* [Extrait choisi]:
Manif pour les retraites à Montpellier : le fond de l’air déborde en jaune

Le Poing Publié le 5 décembre 2019 à 19:16 (mis à jour le 5 décembre 2019 à 19:26)
Succès historique par le nombre de manifestants, la mobilisation contre la réforme des retraites a fait percevoir un potentiel combatif toujours en quête d’en découdre

Dès 9h30 à la piscine d’Antigone, des gilets jaunes se rassemblent. Ceux de Près d’Arènes, toujours les mieux organisés, ont ressorti leurs banderoles impeccables : “Pas la charité. Une autre société”, “Liberté – Egalité – Répression (en lettres sanguinolentes)“. Il est temps de remonter vers le Peyrou, c’est-à-dire effectuer déjà la quasi totalité du tracé du jour à rebours. Ce qui se fait d’un pas empressé. Ils sont cent cinquante, ça ne manque pas de gueule.

Plus tard, dans le grand défilé commun, on méditera sur ce grand panneau brandi à bout de bras : “5, 6, 7 samedis… Les Gilets jaunes luttent depuis un an pour vous et vos enfants. Et vous ?” A l’arrivée au premier point final, place de l’Europe, ces mêmes Gilets parviennent à s’étaler en une fouble haie d’honneur surplombante, de part et d’autre de l’allée d’accès. Dans tout le cortège, cette même couleur pointe ici ou là. Or ça n’est pas question de nombre. Mais d’état d’esprit. Esprit de lutte. De fond. C’est évident : rien n’est plus comme voici treize mois. Cela se sent, se vérifie.

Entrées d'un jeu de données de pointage

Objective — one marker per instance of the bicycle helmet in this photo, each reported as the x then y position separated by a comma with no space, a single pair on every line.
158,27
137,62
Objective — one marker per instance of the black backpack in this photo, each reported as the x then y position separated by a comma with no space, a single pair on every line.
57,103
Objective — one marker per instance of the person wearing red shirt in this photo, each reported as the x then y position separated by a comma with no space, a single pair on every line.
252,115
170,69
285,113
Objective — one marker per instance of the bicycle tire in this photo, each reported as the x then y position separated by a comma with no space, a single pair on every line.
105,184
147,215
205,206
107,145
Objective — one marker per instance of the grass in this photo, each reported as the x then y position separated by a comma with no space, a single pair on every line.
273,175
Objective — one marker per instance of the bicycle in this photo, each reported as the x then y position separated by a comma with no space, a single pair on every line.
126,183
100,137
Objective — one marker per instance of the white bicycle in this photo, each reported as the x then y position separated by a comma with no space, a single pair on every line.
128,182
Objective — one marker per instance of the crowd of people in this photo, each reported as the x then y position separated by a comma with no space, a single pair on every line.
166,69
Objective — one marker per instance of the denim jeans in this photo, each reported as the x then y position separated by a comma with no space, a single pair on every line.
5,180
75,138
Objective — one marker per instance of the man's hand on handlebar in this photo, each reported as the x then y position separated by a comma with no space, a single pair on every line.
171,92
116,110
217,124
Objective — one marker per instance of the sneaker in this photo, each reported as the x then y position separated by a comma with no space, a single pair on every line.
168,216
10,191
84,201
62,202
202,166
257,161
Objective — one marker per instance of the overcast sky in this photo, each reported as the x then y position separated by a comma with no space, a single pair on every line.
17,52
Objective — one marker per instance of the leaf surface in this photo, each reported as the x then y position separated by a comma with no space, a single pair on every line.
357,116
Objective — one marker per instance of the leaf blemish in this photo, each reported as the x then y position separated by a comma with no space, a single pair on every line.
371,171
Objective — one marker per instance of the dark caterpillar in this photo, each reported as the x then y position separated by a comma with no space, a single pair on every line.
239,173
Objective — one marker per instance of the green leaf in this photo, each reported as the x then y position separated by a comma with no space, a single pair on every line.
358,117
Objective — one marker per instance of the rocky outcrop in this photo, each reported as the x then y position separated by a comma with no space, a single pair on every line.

* [Consignes]:
1 – Repérez dans les enregistrements chaque ligne qui contient le mot "leaf", puis recopiez-la.
2 – Prolongez l'article sur la manifestation contre la réforme des retraites à Montpellier en reprenant juste après sa dernière phrase.

* [Réponses]:
1 –
Objective — one marker per instance of the leaf surface in this photo, each reported as the x then y position separated by a comma with no space, a single pair on every line.
Objective — one marker per instance of the leaf blemish in this photo, each reported as the x then y position separated by a comma with no space, a single pair on every line.
Objective — one marker per instance of the green leaf in this photo, each reported as the x then y position separated by a comma with no space, a single pair on every line.

2 –
Emmanuel Macron vient de se mettre dans une panade inextricable en relançant une mobilisation multitudinaire. C’est déjà ça d’acquis. Il fallait d’abord se compter. Depuis le pont des frères Giral au pied de l’arc du triomphe du Peyrou, la manif ne s’est pas ébranlée, qu’on en a déjà une vue impressionnante. En contrebas, le boulevard Henri IV est noir de monde sur toute sa largeur. Une heure et demi plus tard, la tête de cortège effectuant son entrée Place d’Europe, la queue quittera à peine ce boulevard.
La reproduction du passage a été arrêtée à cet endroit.